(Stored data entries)
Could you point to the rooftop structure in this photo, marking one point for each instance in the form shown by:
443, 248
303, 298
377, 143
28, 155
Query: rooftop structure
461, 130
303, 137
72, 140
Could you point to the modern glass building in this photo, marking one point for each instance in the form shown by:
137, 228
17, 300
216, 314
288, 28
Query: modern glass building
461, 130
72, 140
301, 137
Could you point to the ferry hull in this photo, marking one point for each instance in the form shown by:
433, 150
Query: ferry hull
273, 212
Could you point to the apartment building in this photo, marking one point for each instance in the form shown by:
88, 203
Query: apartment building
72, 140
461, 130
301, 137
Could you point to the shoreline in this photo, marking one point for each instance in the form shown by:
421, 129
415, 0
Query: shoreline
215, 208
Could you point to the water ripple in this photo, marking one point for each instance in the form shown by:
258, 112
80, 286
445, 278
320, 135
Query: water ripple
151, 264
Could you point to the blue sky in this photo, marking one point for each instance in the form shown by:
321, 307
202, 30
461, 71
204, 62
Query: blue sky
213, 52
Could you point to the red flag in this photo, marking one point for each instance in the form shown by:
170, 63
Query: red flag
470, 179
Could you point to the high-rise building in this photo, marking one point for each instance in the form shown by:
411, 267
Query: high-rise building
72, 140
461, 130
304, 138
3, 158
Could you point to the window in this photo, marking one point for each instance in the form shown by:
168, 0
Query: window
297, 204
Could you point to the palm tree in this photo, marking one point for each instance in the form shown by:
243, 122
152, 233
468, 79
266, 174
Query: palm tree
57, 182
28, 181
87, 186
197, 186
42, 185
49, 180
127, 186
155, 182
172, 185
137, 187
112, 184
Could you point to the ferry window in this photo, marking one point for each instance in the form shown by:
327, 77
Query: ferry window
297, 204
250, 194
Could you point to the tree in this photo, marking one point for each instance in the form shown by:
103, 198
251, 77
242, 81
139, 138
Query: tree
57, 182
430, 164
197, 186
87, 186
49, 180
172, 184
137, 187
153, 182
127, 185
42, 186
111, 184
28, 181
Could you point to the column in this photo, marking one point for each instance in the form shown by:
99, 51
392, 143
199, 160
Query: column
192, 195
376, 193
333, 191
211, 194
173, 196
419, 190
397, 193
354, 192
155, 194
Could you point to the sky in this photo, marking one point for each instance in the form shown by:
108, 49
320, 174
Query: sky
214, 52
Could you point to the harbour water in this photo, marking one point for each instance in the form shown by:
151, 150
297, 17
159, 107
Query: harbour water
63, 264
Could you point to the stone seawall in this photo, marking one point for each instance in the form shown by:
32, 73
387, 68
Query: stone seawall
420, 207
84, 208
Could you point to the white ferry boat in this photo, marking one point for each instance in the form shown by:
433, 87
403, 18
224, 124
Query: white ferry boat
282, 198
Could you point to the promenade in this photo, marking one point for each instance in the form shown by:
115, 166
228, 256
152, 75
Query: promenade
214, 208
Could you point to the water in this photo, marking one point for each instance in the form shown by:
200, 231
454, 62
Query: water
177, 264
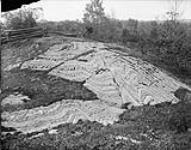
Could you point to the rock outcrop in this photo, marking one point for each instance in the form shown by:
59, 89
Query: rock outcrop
115, 79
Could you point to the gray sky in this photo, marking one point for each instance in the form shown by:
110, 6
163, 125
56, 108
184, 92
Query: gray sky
57, 10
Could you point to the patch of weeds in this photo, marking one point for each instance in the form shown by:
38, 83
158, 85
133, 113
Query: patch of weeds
43, 89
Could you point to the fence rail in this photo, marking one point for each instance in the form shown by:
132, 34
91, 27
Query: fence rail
13, 35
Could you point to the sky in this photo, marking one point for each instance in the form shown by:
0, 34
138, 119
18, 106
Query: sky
58, 10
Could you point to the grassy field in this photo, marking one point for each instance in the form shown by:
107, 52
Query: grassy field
157, 127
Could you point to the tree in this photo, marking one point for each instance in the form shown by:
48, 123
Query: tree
94, 12
24, 18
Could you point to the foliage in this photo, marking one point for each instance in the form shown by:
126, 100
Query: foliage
23, 18
94, 12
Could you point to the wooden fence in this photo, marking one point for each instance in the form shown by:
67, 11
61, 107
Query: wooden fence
13, 35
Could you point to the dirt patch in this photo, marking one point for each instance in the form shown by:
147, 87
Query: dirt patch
147, 127
41, 88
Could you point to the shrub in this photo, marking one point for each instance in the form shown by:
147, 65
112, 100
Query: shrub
23, 18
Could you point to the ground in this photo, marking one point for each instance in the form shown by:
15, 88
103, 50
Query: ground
162, 126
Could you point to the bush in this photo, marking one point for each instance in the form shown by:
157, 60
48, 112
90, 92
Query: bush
23, 18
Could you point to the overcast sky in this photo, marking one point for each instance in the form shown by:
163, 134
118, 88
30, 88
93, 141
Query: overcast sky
57, 10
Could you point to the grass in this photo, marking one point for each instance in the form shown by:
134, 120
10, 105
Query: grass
159, 127
150, 125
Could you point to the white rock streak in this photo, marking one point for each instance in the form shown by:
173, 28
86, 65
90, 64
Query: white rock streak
116, 79
66, 111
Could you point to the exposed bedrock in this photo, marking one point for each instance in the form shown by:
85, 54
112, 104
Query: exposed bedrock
116, 79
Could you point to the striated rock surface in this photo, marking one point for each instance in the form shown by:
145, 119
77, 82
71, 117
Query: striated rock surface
66, 111
115, 79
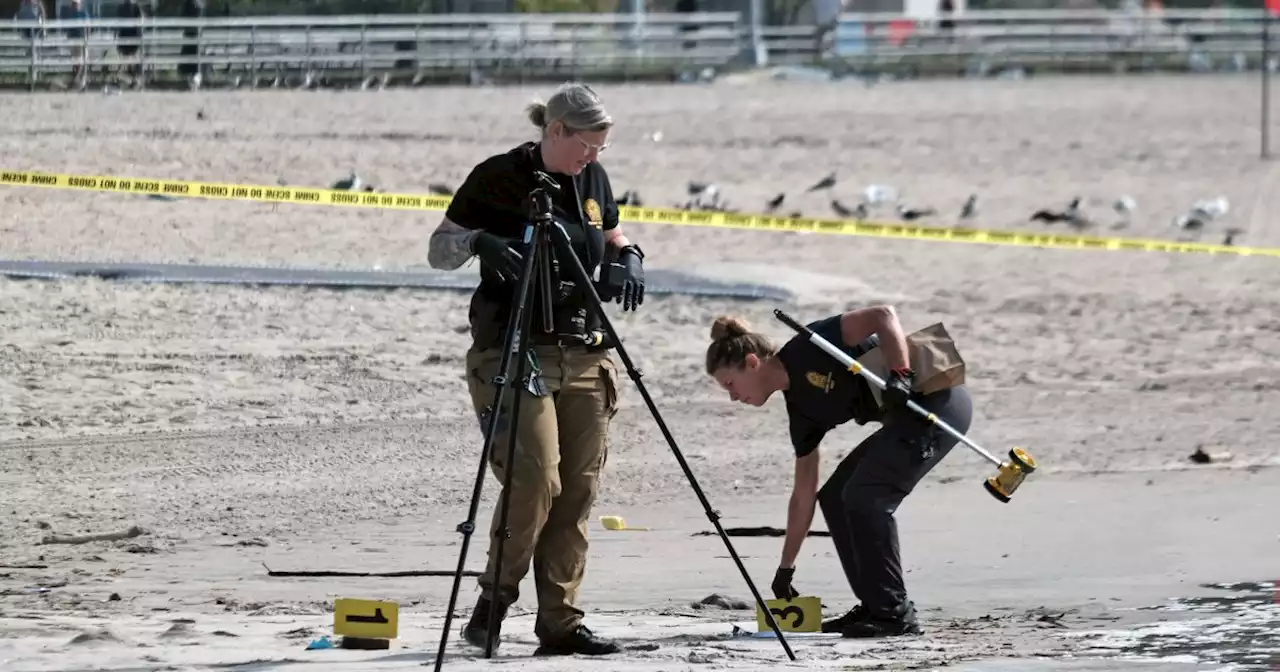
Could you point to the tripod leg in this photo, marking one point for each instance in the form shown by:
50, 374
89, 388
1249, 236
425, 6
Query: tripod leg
583, 279
512, 348
512, 434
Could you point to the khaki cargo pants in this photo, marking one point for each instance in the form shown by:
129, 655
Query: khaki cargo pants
561, 448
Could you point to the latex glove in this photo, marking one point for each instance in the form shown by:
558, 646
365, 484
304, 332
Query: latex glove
897, 391
498, 254
782, 588
632, 278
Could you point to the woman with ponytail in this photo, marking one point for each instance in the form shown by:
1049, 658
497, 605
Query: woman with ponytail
860, 497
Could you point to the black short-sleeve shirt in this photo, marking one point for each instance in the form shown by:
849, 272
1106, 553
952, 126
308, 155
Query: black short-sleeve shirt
494, 197
822, 393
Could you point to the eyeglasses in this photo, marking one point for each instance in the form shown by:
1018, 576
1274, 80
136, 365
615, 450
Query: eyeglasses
588, 146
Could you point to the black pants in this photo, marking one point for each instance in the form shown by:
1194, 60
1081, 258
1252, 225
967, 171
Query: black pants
867, 488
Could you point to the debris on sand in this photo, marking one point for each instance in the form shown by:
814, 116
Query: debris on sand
720, 602
88, 538
1202, 457
763, 530
179, 630
95, 636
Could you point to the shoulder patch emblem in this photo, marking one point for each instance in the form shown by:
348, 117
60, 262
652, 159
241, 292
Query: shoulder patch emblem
593, 213
822, 382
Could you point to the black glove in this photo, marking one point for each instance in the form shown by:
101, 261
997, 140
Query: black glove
897, 391
497, 252
632, 278
782, 588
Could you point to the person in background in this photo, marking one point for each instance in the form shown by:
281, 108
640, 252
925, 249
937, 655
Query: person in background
129, 36
80, 71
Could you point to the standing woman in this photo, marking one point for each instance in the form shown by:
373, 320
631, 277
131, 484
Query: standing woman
868, 485
572, 393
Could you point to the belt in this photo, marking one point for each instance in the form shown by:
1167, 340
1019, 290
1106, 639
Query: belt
593, 338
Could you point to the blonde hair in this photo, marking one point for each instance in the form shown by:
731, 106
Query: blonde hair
574, 105
732, 339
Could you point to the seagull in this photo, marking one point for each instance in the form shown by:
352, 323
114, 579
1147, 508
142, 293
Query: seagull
824, 183
1202, 213
1189, 222
1124, 205
845, 211
351, 183
1211, 209
910, 214
878, 193
630, 197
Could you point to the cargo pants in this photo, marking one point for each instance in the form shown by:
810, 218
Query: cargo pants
860, 497
561, 448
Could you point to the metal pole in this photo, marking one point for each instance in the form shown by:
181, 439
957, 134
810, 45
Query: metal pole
1266, 82
758, 54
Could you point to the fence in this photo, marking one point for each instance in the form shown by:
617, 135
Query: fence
304, 51
1064, 39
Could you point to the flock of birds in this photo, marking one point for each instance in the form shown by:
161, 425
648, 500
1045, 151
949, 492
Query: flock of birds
1197, 219
708, 197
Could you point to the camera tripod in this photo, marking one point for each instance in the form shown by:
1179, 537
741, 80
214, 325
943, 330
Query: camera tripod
542, 237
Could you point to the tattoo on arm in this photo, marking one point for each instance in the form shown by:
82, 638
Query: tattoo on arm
451, 246
616, 237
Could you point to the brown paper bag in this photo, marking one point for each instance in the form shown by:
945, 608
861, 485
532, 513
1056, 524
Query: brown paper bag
933, 356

(YOUR OBJECTIVE)
Take the stretch of lines above from the one containing "Could you point to the metal" through the one containing "Could you point to the tattoo" and repeat it exactly, adding no other line.

(RESPONSE TO THIS TASK)
Could you point to the metal pole in this photo, marking one point for each instance in the form shown by:
181, 439
957, 134
810, 45
Query: metal pole
1266, 82
758, 54
Could you point to the fence in this photo, marking one point for each instance in the form shown by:
617, 135
Query: fence
304, 51
1064, 39
Could you point to the flock of birds in this photo, marking one point for each instance in the form shown by:
161, 425
648, 500
1045, 151
949, 492
Query: flock of birds
1197, 219
708, 197
Could you point to the camera tripod in this photo, marking one point for each instance in the form shown by:
1179, 537
741, 80
214, 325
943, 330
Query: camera tripod
542, 237
Could you point to the tattoo on arm in this photo, marking one point for each instance in the form shown by:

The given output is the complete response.